__Given information__.

★ ★ ★ ★ ★ ★ ★

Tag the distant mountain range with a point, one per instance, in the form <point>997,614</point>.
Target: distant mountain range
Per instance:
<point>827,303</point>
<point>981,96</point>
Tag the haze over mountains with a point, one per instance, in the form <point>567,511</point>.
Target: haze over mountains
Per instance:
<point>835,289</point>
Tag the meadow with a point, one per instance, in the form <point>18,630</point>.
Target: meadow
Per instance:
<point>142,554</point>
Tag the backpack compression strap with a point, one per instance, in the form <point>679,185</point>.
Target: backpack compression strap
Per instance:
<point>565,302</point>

★ ★ ★ ★ ★ ★ ★

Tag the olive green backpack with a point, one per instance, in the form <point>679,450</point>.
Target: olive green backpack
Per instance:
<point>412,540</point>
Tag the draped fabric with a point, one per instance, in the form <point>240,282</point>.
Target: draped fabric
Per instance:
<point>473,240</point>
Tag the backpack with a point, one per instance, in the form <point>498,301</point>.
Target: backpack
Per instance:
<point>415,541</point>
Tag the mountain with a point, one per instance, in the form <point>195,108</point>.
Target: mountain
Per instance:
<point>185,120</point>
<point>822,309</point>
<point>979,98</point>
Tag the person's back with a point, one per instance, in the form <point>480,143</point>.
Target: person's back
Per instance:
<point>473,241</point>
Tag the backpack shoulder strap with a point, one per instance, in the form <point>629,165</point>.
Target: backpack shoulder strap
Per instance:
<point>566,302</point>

★ ★ ★ ★ ★ ★ ★

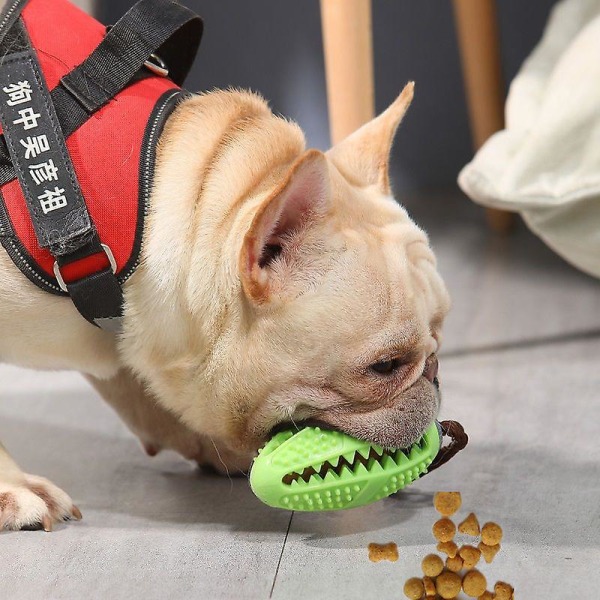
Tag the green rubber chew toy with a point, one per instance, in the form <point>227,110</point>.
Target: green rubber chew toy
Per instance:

★ ★ ★ ★ ★ ★ ★

__Exercise details__. Edit everything from "Tag the meadow" down to "<point>565,302</point>" by putting "grassy field" wherever "meadow" appears, and leave every other part of those lines unchanged.

__Result below__.
Tag the grassy field with a point, one per instance, in the form <point>18,630</point>.
Target: grassy field
Per instance:
<point>142,554</point>
Tag the backpack compression strap with a point, one per instance, in the form <point>679,185</point>.
Target: backpack compression strap
Per instance:
<point>565,302</point>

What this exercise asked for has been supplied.